(Referring expression grounding data)
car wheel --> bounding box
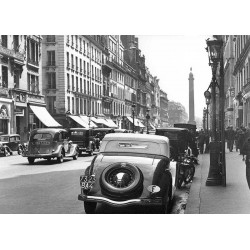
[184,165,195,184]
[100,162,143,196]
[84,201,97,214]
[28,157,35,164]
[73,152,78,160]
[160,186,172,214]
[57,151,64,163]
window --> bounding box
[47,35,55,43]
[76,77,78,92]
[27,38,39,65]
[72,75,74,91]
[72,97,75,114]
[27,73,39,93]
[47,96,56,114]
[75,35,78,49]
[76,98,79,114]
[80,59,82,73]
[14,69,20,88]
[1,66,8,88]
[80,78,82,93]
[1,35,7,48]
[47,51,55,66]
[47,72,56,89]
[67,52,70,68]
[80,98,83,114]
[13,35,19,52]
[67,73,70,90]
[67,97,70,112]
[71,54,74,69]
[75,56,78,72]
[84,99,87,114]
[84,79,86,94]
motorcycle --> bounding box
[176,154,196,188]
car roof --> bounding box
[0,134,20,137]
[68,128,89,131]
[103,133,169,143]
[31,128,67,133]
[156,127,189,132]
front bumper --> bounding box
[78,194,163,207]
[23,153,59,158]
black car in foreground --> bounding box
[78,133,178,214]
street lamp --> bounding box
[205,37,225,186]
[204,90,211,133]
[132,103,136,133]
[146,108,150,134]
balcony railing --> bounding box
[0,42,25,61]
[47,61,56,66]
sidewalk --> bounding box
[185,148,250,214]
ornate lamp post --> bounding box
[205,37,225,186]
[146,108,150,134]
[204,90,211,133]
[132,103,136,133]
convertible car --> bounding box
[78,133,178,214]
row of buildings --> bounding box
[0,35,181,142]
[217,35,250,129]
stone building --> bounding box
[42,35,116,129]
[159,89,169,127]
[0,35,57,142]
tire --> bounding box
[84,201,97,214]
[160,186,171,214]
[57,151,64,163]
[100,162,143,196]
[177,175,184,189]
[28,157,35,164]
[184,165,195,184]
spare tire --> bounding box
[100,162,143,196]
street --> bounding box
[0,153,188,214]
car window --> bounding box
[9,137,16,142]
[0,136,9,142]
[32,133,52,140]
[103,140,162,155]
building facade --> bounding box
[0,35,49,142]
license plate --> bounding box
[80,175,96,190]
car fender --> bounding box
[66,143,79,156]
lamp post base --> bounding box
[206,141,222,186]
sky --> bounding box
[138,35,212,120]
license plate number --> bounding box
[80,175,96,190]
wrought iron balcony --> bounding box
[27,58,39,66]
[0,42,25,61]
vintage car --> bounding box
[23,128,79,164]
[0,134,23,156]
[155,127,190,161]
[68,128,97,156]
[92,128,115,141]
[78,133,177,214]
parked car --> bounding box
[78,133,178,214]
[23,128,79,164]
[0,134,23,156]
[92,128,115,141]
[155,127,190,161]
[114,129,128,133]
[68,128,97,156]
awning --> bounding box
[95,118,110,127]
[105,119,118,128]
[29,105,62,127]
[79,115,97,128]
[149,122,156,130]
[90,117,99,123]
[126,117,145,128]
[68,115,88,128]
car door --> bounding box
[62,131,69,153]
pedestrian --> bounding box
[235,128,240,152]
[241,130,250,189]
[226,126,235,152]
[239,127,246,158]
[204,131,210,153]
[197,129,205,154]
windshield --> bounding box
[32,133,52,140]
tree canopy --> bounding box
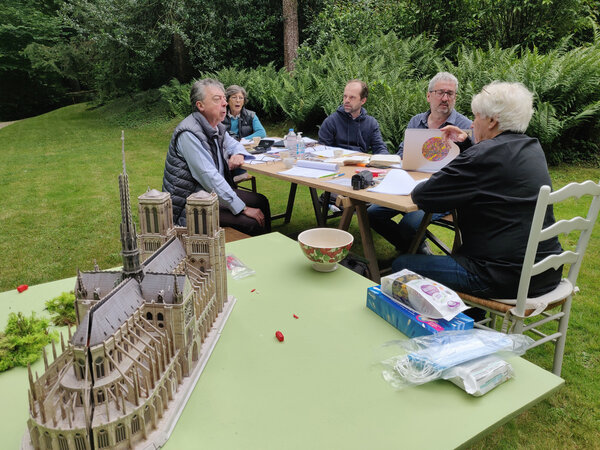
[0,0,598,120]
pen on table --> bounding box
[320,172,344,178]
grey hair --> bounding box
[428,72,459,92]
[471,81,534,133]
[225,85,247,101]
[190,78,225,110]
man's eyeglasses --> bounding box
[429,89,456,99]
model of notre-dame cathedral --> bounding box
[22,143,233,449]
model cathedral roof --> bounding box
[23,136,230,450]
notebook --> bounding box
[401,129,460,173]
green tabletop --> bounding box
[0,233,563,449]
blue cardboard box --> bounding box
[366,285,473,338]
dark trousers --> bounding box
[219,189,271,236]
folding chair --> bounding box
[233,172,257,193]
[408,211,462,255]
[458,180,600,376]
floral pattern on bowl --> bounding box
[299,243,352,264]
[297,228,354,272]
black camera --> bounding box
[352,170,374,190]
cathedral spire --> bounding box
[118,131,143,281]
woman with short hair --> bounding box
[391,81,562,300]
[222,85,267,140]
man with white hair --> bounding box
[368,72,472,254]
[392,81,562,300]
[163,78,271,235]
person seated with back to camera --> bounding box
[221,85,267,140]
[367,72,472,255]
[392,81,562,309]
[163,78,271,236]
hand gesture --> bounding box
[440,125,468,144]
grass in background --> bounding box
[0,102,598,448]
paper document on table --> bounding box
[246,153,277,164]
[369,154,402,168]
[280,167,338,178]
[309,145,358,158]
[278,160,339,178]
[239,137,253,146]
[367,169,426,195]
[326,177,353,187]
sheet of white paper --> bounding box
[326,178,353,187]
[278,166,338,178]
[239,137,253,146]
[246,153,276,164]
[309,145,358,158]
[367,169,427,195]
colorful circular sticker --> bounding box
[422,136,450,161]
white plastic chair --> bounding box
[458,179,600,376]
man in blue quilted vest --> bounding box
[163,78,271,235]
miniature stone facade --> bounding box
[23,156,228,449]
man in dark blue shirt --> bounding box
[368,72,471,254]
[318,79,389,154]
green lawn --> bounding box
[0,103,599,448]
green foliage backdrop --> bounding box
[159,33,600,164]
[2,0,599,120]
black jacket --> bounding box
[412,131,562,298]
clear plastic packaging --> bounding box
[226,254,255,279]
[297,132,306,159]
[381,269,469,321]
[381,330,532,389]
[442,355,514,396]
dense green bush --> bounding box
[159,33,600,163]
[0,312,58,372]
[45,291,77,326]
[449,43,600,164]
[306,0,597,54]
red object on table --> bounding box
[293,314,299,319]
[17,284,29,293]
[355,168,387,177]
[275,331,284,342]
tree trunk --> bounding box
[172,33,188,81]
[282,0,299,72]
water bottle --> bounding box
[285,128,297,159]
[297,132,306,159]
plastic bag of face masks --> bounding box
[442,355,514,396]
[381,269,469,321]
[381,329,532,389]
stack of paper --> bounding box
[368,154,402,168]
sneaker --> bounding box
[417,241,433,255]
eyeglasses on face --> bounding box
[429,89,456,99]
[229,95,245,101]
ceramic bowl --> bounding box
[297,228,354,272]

Problem description.
Each line above should be returned exactly as it stands, minus any pictures.

Your solution.
car wheel --> bounding box
[184,165,195,184]
[100,162,143,196]
[84,201,97,214]
[28,157,35,164]
[73,152,78,160]
[160,186,172,214]
[57,151,64,163]
window --> bounding box
[47,35,55,43]
[76,77,78,92]
[27,38,39,65]
[72,75,74,91]
[72,97,75,114]
[27,73,39,93]
[47,96,56,114]
[75,35,78,49]
[76,98,79,114]
[80,59,82,73]
[14,69,20,88]
[1,66,8,88]
[80,78,82,93]
[1,35,7,48]
[47,51,55,66]
[47,72,56,89]
[67,52,70,68]
[80,98,83,114]
[13,35,19,52]
[67,73,70,90]
[67,97,70,112]
[71,54,74,69]
[75,56,78,72]
[84,99,87,114]
[84,79,86,94]
motorcycle --> bounding box
[176,154,196,188]
car roof --> bounding box
[0,134,20,137]
[68,128,89,131]
[103,133,169,143]
[31,128,67,133]
[156,127,189,132]
front bumper --> bounding box
[78,194,163,207]
[23,153,59,158]
black car in foreground --> bounding box
[78,133,178,214]
street lamp --> bounding box
[205,37,225,186]
[204,90,211,133]
[132,103,136,133]
[146,108,150,134]
balcony railing --> bounding box
[0,42,25,61]
[47,61,56,66]
sidewalk --> bounding box
[185,148,250,214]
ornate lamp post --> bounding box
[205,37,225,186]
[146,108,150,134]
[204,90,211,133]
[132,103,136,133]
convertible car --> bounding box
[78,133,178,214]
row of buildings --> bounding box
[0,35,181,142]
[217,35,250,129]
stone building --> bounding box
[42,35,116,129]
[159,89,169,127]
[0,35,57,142]
tire --> bounding box
[84,201,97,214]
[160,186,171,214]
[57,151,64,163]
[100,162,143,196]
[177,175,184,189]
[28,157,35,164]
[184,165,195,184]
spare tire --> bounding box
[100,162,143,196]
street --> bounding box
[0,153,188,214]
car window --> bounding box
[9,137,16,142]
[0,136,9,142]
[32,133,52,140]
[103,140,162,155]
building facade --> bounding box
[0,35,49,142]
license plate --> bounding box
[80,175,96,190]
car fender --> bounding box
[66,143,79,156]
lamp post base --> bounding box
[206,141,222,186]
sky --> bounding box
[138,35,212,120]
license plate number --> bounding box
[80,175,96,190]
wrought iron balcony --> bounding box
[27,58,39,66]
[0,42,25,61]
vintage car --> bounding box
[23,128,79,164]
[0,134,23,156]
[155,127,190,161]
[68,128,97,156]
[92,128,115,141]
[78,133,177,214]
parked car --> bounding box
[78,133,178,214]
[23,128,79,164]
[0,134,23,156]
[92,128,115,141]
[155,127,190,161]
[114,129,128,133]
[68,128,97,156]
awning --> bounding box
[95,118,110,127]
[105,119,118,128]
[29,105,62,127]
[79,115,97,128]
[149,122,156,130]
[90,117,99,123]
[126,117,145,128]
[68,115,88,128]
car door --> bounding box
[62,131,69,153]
pedestrian --> bounding box
[235,128,240,152]
[241,130,250,189]
[226,126,235,152]
[239,127,246,158]
[204,131,210,153]
[197,129,205,154]
windshield --> bounding box
[32,133,52,140]
tree canopy --> bounding box
[0,0,598,120]
pen on table --> bounding box
[320,172,344,178]
grey hair --> bounding box
[428,72,459,92]
[471,81,534,133]
[225,85,247,101]
[190,78,225,110]
man's eyeglasses --> bounding box
[429,89,456,99]
model of notre-dame cathedral --> bounding box
[22,143,233,449]
model cathedral roof --> bounding box
[23,136,230,450]
notebook --> bounding box
[401,129,460,173]
green tabletop --> bounding box
[0,233,563,449]
blue cardboard box --> bounding box
[366,285,473,338]
dark trousers --> bounding box
[219,189,271,236]
folding chair --> bounding box
[233,172,257,193]
[408,211,462,255]
[458,180,600,376]
floral pattern on bowl --> bounding box
[299,243,352,264]
[297,228,354,272]
black camera --> bounding box
[352,170,374,190]
cathedral spire --> bounding box
[118,131,143,281]
woman with short hair --> bounding box
[391,81,562,300]
[222,85,267,140]
man with white hair --> bounding box
[368,72,472,254]
[392,81,562,300]
[163,78,271,235]
person seated with back to camera --> bounding box
[221,85,267,140]
[367,72,472,255]
[392,81,562,309]
[163,78,271,236]
hand gesture --> bounding box
[440,125,468,144]
grass in background --> bounding box
[0,102,598,448]
paper document on table --> bounding box
[246,153,277,164]
[369,154,402,168]
[280,167,338,178]
[309,145,358,158]
[278,160,339,178]
[239,137,253,146]
[367,169,426,195]
[326,177,353,187]
sheet of white paper --> bounding box
[326,178,353,187]
[278,166,338,178]
[239,137,253,146]
[246,153,276,164]
[309,145,358,158]
[367,169,427,195]
colorful circular sticker --> bounding box
[422,136,450,161]
white plastic chair --> bounding box
[458,179,600,376]
man in blue quilted vest --> bounding box
[163,78,271,235]
miniature stone facade --> bounding box
[23,156,228,449]
man in dark blue shirt --> bounding box
[368,72,471,254]
[318,79,389,154]
green lawn --> bounding box
[0,103,599,448]
green foliage backdrop --> bounding box
[159,33,600,164]
[2,0,599,120]
black jacket --> bounding box
[412,131,562,298]
clear plastic packaging --> bounding box
[226,254,255,279]
[297,132,306,159]
[381,269,469,321]
[381,330,532,389]
[442,355,514,396]
dense green bush --> bounding box
[159,33,600,163]
[0,312,58,372]
[45,291,77,326]
[449,43,600,164]
[306,0,597,54]
red object on table --> bounding box
[293,314,299,319]
[17,284,29,293]
[355,168,387,177]
[275,331,284,342]
tree trunk --> bounding box
[172,33,188,81]
[282,0,299,72]
water bottle --> bounding box
[285,128,297,159]
[297,132,306,159]
plastic bag of face masks --> bounding box
[442,355,514,396]
[381,269,469,321]
[381,329,532,389]
stack of paper --> bounding box
[368,154,402,168]
sneaker --> bounding box
[417,241,433,255]
eyeglasses on face --> bounding box
[429,89,456,99]
[229,95,245,101]
ceramic bowl --> bounding box
[297,228,354,272]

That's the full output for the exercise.